*** Information provided

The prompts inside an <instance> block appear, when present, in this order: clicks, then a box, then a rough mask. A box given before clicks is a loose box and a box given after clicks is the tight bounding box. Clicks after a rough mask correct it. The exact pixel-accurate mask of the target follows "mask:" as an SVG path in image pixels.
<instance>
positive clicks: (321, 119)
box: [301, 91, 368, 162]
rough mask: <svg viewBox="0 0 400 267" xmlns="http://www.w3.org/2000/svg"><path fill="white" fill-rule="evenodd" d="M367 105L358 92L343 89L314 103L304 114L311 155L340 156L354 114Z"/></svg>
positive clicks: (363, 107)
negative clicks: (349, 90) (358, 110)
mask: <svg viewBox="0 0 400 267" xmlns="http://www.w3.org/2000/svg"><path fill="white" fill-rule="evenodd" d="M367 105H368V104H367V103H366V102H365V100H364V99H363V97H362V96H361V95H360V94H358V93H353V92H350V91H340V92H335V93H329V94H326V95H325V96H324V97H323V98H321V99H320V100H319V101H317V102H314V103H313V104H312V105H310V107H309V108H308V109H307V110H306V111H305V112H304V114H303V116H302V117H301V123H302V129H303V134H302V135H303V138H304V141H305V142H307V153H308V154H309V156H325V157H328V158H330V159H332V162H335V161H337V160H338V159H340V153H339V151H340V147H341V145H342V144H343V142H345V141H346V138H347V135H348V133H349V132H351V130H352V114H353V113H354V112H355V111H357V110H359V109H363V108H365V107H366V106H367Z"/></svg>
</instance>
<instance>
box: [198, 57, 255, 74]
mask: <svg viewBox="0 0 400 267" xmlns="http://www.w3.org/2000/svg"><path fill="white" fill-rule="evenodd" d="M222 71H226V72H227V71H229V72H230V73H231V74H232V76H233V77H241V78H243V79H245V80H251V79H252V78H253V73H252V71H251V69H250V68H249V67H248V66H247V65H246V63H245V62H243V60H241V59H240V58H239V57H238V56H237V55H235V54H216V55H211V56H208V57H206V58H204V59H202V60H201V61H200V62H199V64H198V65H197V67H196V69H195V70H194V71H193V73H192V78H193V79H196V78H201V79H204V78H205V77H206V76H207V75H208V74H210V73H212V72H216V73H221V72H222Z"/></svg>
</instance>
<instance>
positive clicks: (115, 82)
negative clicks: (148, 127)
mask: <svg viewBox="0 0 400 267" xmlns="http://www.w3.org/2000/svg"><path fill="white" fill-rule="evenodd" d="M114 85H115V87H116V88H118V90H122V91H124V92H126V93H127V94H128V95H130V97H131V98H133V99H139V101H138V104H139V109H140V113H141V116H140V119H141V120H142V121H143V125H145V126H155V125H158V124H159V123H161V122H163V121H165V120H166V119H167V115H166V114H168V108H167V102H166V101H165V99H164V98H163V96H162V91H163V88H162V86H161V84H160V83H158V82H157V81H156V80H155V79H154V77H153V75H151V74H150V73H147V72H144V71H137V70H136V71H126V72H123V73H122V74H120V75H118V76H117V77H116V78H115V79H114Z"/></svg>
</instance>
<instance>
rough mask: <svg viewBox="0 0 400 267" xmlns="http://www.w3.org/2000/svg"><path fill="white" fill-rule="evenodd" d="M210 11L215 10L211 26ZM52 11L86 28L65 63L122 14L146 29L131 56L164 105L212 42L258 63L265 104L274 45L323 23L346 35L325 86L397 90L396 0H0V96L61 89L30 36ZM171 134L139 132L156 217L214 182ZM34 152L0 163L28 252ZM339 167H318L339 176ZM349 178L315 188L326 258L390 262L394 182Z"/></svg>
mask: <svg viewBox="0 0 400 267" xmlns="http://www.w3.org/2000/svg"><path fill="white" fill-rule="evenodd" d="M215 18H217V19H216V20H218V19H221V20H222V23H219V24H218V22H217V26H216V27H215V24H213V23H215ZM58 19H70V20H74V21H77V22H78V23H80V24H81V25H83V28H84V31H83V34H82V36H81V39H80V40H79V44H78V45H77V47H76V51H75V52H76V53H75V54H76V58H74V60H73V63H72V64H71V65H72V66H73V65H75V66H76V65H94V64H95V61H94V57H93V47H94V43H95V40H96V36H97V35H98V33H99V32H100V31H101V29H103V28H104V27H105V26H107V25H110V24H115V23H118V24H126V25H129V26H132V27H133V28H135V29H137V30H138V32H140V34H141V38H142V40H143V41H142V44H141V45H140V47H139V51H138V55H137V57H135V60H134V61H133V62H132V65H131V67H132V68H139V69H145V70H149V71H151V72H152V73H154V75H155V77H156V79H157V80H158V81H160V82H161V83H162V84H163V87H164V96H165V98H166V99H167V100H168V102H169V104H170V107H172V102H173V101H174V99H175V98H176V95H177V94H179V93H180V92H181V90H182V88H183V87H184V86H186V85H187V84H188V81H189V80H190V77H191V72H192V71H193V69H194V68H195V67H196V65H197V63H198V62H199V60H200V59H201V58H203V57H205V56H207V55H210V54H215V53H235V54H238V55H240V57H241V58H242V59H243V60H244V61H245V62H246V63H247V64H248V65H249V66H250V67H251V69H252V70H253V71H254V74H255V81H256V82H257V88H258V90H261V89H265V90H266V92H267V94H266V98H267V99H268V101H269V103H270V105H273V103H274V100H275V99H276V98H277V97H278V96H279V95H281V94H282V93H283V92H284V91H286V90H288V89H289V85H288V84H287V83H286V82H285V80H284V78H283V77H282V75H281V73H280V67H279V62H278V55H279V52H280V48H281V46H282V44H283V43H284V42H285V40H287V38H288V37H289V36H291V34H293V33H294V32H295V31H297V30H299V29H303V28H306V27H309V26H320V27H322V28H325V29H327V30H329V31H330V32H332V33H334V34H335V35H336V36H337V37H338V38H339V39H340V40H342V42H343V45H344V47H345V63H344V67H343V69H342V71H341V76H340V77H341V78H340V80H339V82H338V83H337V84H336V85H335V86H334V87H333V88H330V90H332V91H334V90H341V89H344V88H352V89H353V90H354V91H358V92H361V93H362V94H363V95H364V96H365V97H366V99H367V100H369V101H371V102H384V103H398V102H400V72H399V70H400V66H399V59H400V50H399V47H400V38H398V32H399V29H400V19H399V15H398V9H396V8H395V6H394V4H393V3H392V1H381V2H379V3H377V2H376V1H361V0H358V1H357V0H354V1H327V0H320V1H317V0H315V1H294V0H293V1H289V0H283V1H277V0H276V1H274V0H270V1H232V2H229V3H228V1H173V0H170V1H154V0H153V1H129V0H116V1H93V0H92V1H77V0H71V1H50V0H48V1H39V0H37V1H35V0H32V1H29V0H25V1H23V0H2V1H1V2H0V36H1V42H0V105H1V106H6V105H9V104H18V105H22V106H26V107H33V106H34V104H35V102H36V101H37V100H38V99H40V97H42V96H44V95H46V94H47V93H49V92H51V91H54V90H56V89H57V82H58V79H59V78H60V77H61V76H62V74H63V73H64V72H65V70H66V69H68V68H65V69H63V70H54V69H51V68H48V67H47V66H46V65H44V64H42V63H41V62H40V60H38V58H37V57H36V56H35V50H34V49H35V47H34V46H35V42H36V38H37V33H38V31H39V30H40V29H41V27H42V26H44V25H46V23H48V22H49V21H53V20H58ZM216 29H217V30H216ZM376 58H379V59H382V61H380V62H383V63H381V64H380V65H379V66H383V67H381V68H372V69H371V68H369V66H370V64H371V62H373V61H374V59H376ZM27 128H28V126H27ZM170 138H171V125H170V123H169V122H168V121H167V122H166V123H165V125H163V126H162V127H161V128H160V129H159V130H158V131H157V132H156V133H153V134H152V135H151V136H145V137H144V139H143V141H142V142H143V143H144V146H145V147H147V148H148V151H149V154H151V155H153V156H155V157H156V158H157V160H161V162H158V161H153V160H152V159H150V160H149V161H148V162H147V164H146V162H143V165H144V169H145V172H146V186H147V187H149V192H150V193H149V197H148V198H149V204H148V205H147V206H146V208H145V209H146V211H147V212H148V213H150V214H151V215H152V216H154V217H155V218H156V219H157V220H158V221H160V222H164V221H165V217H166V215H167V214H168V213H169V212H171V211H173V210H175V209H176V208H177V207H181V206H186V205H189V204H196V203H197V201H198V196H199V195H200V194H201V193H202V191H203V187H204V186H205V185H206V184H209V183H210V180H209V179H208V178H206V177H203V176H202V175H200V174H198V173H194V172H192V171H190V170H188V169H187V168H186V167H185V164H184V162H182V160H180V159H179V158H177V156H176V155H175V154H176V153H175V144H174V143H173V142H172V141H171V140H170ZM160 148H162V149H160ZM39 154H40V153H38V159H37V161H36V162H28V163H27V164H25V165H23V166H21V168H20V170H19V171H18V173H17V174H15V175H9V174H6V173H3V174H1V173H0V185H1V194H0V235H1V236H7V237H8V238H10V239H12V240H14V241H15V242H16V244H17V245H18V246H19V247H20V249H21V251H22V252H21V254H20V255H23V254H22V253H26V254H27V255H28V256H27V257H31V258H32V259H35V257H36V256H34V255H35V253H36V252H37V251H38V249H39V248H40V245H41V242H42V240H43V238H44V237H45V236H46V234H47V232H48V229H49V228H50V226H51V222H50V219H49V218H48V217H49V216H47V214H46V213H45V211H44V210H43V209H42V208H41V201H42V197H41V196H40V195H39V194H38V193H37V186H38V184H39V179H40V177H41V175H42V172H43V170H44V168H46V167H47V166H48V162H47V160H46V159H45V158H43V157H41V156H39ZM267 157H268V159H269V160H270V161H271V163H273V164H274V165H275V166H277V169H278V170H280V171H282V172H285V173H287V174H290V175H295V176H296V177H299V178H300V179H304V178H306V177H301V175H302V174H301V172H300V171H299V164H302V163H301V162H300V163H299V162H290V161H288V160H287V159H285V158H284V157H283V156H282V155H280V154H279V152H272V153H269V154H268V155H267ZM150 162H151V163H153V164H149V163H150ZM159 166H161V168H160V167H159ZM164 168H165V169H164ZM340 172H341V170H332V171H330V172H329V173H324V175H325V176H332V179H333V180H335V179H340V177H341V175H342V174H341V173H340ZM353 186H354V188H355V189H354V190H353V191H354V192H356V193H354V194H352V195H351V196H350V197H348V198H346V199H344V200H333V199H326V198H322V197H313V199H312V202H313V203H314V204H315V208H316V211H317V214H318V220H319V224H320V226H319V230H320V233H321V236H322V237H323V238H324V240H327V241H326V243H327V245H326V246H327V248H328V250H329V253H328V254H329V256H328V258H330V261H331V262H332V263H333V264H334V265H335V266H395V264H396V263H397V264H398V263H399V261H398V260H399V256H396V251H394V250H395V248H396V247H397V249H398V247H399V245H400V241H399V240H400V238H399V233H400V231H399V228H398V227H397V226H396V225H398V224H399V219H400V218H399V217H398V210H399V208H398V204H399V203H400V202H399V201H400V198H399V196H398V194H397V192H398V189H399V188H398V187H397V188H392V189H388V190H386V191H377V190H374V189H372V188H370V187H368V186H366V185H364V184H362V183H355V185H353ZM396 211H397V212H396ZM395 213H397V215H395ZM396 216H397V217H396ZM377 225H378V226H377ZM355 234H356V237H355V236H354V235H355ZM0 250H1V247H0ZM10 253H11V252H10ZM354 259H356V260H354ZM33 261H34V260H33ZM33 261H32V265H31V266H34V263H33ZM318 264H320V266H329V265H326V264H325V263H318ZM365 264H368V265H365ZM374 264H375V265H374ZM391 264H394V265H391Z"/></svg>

******

• **How to complete this task**:
Rewrite the data from the line with "105L358 92L343 89L314" up to and including the line with "positive clicks: (363, 107)", changing "rough mask" to "coarse mask" and keeping everything else unchanged. Give only those lines.

• **Final answer**:
coarse mask: <svg viewBox="0 0 400 267" xmlns="http://www.w3.org/2000/svg"><path fill="white" fill-rule="evenodd" d="M367 105L358 92L343 89L314 103L304 114L311 155L340 156L354 114Z"/></svg>
positive clicks: (363, 107)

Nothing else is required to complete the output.